## Your assignment
Give the lines again, unchanged, starting with the line containing "I need to find the gothic vaulted" and ending with the last line of the data below.

◇ ◇ ◇ ◇ ◇

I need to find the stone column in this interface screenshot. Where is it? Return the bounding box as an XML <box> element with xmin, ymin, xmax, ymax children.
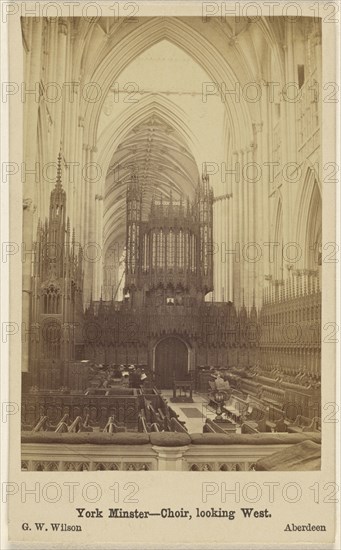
<box><xmin>246</xmin><ymin>145</ymin><xmax>255</xmax><ymax>309</ymax></box>
<box><xmin>22</xmin><ymin>19</ymin><xmax>42</xmax><ymax>374</ymax></box>
<box><xmin>213</xmin><ymin>200</ymin><xmax>219</xmax><ymax>302</ymax></box>
<box><xmin>240</xmin><ymin>148</ymin><xmax>245</xmax><ymax>302</ymax></box>
<box><xmin>94</xmin><ymin>194</ymin><xmax>104</xmax><ymax>298</ymax></box>
<box><xmin>227</xmin><ymin>194</ymin><xmax>233</xmax><ymax>302</ymax></box>
<box><xmin>282</xmin><ymin>22</ymin><xmax>296</xmax><ymax>252</ymax></box>
<box><xmin>152</xmin><ymin>446</ymin><xmax>189</xmax><ymax>471</ymax></box>
<box><xmin>231</xmin><ymin>150</ymin><xmax>240</xmax><ymax>308</ymax></box>
<box><xmin>47</xmin><ymin>19</ymin><xmax>57</xmax><ymax>153</ymax></box>
<box><xmin>53</xmin><ymin>18</ymin><xmax>68</xmax><ymax>156</ymax></box>
<box><xmin>252</xmin><ymin>121</ymin><xmax>264</xmax><ymax>310</ymax></box>
<box><xmin>82</xmin><ymin>144</ymin><xmax>90</xmax><ymax>246</ymax></box>
<box><xmin>218</xmin><ymin>199</ymin><xmax>223</xmax><ymax>300</ymax></box>
<box><xmin>75</xmin><ymin>117</ymin><xmax>84</xmax><ymax>242</ymax></box>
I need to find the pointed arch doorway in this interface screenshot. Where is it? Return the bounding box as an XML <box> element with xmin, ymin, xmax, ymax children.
<box><xmin>153</xmin><ymin>337</ymin><xmax>189</xmax><ymax>389</ymax></box>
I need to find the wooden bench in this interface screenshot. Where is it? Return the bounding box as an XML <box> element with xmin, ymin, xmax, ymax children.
<box><xmin>255</xmin><ymin>375</ymin><xmax>280</xmax><ymax>387</ymax></box>
<box><xmin>287</xmin><ymin>415</ymin><xmax>321</xmax><ymax>433</ymax></box>
<box><xmin>274</xmin><ymin>417</ymin><xmax>290</xmax><ymax>433</ymax></box>
<box><xmin>245</xmin><ymin>405</ymin><xmax>267</xmax><ymax>432</ymax></box>
<box><xmin>203</xmin><ymin>418</ymin><xmax>226</xmax><ymax>433</ymax></box>
<box><xmin>32</xmin><ymin>415</ymin><xmax>49</xmax><ymax>432</ymax></box>
<box><xmin>138</xmin><ymin>414</ymin><xmax>150</xmax><ymax>433</ymax></box>
<box><xmin>52</xmin><ymin>414</ymin><xmax>70</xmax><ymax>433</ymax></box>
<box><xmin>170</xmin><ymin>417</ymin><xmax>188</xmax><ymax>433</ymax></box>
<box><xmin>261</xmin><ymin>386</ymin><xmax>285</xmax><ymax>408</ymax></box>
<box><xmin>241</xmin><ymin>421</ymin><xmax>259</xmax><ymax>434</ymax></box>
<box><xmin>260</xmin><ymin>386</ymin><xmax>286</xmax><ymax>424</ymax></box>
<box><xmin>168</xmin><ymin>406</ymin><xmax>187</xmax><ymax>427</ymax></box>
<box><xmin>163</xmin><ymin>416</ymin><xmax>172</xmax><ymax>432</ymax></box>
<box><xmin>240</xmin><ymin>378</ymin><xmax>262</xmax><ymax>397</ymax></box>
<box><xmin>68</xmin><ymin>416</ymin><xmax>91</xmax><ymax>433</ymax></box>
<box><xmin>103</xmin><ymin>416</ymin><xmax>126</xmax><ymax>433</ymax></box>
<box><xmin>203</xmin><ymin>418</ymin><xmax>236</xmax><ymax>434</ymax></box>
<box><xmin>158</xmin><ymin>408</ymin><xmax>166</xmax><ymax>421</ymax></box>
<box><xmin>224</xmin><ymin>394</ymin><xmax>249</xmax><ymax>422</ymax></box>
<box><xmin>148</xmin><ymin>404</ymin><xmax>162</xmax><ymax>424</ymax></box>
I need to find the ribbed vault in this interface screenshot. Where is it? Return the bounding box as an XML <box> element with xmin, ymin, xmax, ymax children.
<box><xmin>103</xmin><ymin>113</ymin><xmax>199</xmax><ymax>249</ymax></box>
<box><xmin>99</xmin><ymin>39</ymin><xmax>219</xmax><ymax>256</ymax></box>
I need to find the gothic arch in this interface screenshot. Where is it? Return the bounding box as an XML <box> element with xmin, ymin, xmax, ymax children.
<box><xmin>98</xmin><ymin>93</ymin><xmax>201</xmax><ymax>191</ymax></box>
<box><xmin>152</xmin><ymin>334</ymin><xmax>192</xmax><ymax>388</ymax></box>
<box><xmin>100</xmin><ymin>95</ymin><xmax>201</xmax><ymax>255</ymax></box>
<box><xmin>81</xmin><ymin>18</ymin><xmax>255</xmax><ymax>151</ymax></box>
<box><xmin>269</xmin><ymin>191</ymin><xmax>284</xmax><ymax>280</ymax></box>
<box><xmin>295</xmin><ymin>166</ymin><xmax>322</xmax><ymax>270</ymax></box>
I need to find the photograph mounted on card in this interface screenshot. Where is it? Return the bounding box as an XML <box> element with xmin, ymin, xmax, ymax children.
<box><xmin>4</xmin><ymin>1</ymin><xmax>339</xmax><ymax>548</ymax></box>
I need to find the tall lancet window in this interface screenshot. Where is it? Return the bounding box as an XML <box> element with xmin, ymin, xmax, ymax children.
<box><xmin>178</xmin><ymin>230</ymin><xmax>184</xmax><ymax>269</ymax></box>
<box><xmin>143</xmin><ymin>234</ymin><xmax>149</xmax><ymax>272</ymax></box>
<box><xmin>43</xmin><ymin>285</ymin><xmax>61</xmax><ymax>314</ymax></box>
<box><xmin>130</xmin><ymin>222</ymin><xmax>138</xmax><ymax>274</ymax></box>
<box><xmin>203</xmin><ymin>202</ymin><xmax>208</xmax><ymax>223</ymax></box>
<box><xmin>157</xmin><ymin>229</ymin><xmax>165</xmax><ymax>269</ymax></box>
<box><xmin>199</xmin><ymin>227</ymin><xmax>204</xmax><ymax>262</ymax></box>
<box><xmin>127</xmin><ymin>226</ymin><xmax>132</xmax><ymax>270</ymax></box>
<box><xmin>203</xmin><ymin>226</ymin><xmax>208</xmax><ymax>275</ymax></box>
<box><xmin>191</xmin><ymin>234</ymin><xmax>196</xmax><ymax>272</ymax></box>
<box><xmin>167</xmin><ymin>230</ymin><xmax>175</xmax><ymax>268</ymax></box>
<box><xmin>184</xmin><ymin>231</ymin><xmax>189</xmax><ymax>270</ymax></box>
<box><xmin>152</xmin><ymin>231</ymin><xmax>157</xmax><ymax>268</ymax></box>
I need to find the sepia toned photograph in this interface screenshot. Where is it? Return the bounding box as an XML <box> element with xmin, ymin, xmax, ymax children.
<box><xmin>18</xmin><ymin>13</ymin><xmax>325</xmax><ymax>475</ymax></box>
<box><xmin>3</xmin><ymin>1</ymin><xmax>340</xmax><ymax>547</ymax></box>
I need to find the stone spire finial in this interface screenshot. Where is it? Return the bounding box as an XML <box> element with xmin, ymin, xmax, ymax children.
<box><xmin>56</xmin><ymin>149</ymin><xmax>63</xmax><ymax>188</ymax></box>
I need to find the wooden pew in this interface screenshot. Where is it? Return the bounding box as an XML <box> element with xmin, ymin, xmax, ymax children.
<box><xmin>241</xmin><ymin>421</ymin><xmax>259</xmax><ymax>434</ymax></box>
<box><xmin>203</xmin><ymin>418</ymin><xmax>236</xmax><ymax>434</ymax></box>
<box><xmin>240</xmin><ymin>378</ymin><xmax>262</xmax><ymax>397</ymax></box>
<box><xmin>148</xmin><ymin>403</ymin><xmax>162</xmax><ymax>424</ymax></box>
<box><xmin>168</xmin><ymin>406</ymin><xmax>187</xmax><ymax>427</ymax></box>
<box><xmin>223</xmin><ymin>394</ymin><xmax>249</xmax><ymax>422</ymax></box>
<box><xmin>170</xmin><ymin>417</ymin><xmax>188</xmax><ymax>433</ymax></box>
<box><xmin>103</xmin><ymin>416</ymin><xmax>126</xmax><ymax>433</ymax></box>
<box><xmin>54</xmin><ymin>414</ymin><xmax>70</xmax><ymax>433</ymax></box>
<box><xmin>138</xmin><ymin>414</ymin><xmax>150</xmax><ymax>433</ymax></box>
<box><xmin>287</xmin><ymin>415</ymin><xmax>321</xmax><ymax>433</ymax></box>
<box><xmin>32</xmin><ymin>415</ymin><xmax>49</xmax><ymax>432</ymax></box>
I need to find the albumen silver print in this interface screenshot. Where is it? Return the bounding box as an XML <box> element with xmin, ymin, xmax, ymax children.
<box><xmin>20</xmin><ymin>12</ymin><xmax>323</xmax><ymax>473</ymax></box>
<box><xmin>2</xmin><ymin>1</ymin><xmax>339</xmax><ymax>548</ymax></box>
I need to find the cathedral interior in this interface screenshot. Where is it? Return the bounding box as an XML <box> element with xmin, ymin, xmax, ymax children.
<box><xmin>21</xmin><ymin>16</ymin><xmax>323</xmax><ymax>471</ymax></box>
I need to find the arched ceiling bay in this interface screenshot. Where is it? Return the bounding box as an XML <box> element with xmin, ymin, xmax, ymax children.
<box><xmin>103</xmin><ymin>114</ymin><xmax>200</xmax><ymax>247</ymax></box>
<box><xmin>102</xmin><ymin>40</ymin><xmax>224</xmax><ymax>253</ymax></box>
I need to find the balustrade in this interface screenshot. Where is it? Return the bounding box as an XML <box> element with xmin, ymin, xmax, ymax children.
<box><xmin>21</xmin><ymin>431</ymin><xmax>321</xmax><ymax>471</ymax></box>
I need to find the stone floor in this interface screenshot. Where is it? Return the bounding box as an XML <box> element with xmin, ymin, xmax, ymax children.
<box><xmin>161</xmin><ymin>390</ymin><xmax>241</xmax><ymax>433</ymax></box>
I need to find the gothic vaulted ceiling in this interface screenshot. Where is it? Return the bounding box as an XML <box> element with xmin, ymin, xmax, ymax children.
<box><xmin>103</xmin><ymin>114</ymin><xmax>200</xmax><ymax>247</ymax></box>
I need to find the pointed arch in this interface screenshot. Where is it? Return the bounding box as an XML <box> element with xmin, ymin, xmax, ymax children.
<box><xmin>81</xmin><ymin>18</ymin><xmax>254</xmax><ymax>152</ymax></box>
<box><xmin>295</xmin><ymin>165</ymin><xmax>322</xmax><ymax>270</ymax></box>
<box><xmin>270</xmin><ymin>191</ymin><xmax>284</xmax><ymax>280</ymax></box>
<box><xmin>101</xmin><ymin>94</ymin><xmax>201</xmax><ymax>255</ymax></box>
<box><xmin>97</xmin><ymin>93</ymin><xmax>202</xmax><ymax>191</ymax></box>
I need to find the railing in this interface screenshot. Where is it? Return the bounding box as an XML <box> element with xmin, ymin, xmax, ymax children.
<box><xmin>21</xmin><ymin>432</ymin><xmax>321</xmax><ymax>472</ymax></box>
<box><xmin>22</xmin><ymin>392</ymin><xmax>140</xmax><ymax>429</ymax></box>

◇ ◇ ◇ ◇ ◇

## Task answer
I need to find the gothic vaulted ceiling in this interface screenshot. Where is it? Return the bounding box as an XML <box> element with xmin, ymin, xmax, ymax children.
<box><xmin>103</xmin><ymin>114</ymin><xmax>200</xmax><ymax>247</ymax></box>
I need to find the pointed arch in this interface screenshot. Where is it? Return the bounding box as an XML <box> element with xmin, ymin, xmax, ymax children.
<box><xmin>81</xmin><ymin>18</ymin><xmax>254</xmax><ymax>152</ymax></box>
<box><xmin>295</xmin><ymin>165</ymin><xmax>322</xmax><ymax>270</ymax></box>
<box><xmin>270</xmin><ymin>191</ymin><xmax>284</xmax><ymax>280</ymax></box>
<box><xmin>101</xmin><ymin>94</ymin><xmax>201</xmax><ymax>255</ymax></box>
<box><xmin>97</xmin><ymin>93</ymin><xmax>202</xmax><ymax>191</ymax></box>
I need to find the railing in this interface screenshot. Where is it? Return the bounding box as an XML <box> element with xmin, ymin, xmax, ymax children.
<box><xmin>21</xmin><ymin>432</ymin><xmax>321</xmax><ymax>472</ymax></box>
<box><xmin>22</xmin><ymin>392</ymin><xmax>140</xmax><ymax>429</ymax></box>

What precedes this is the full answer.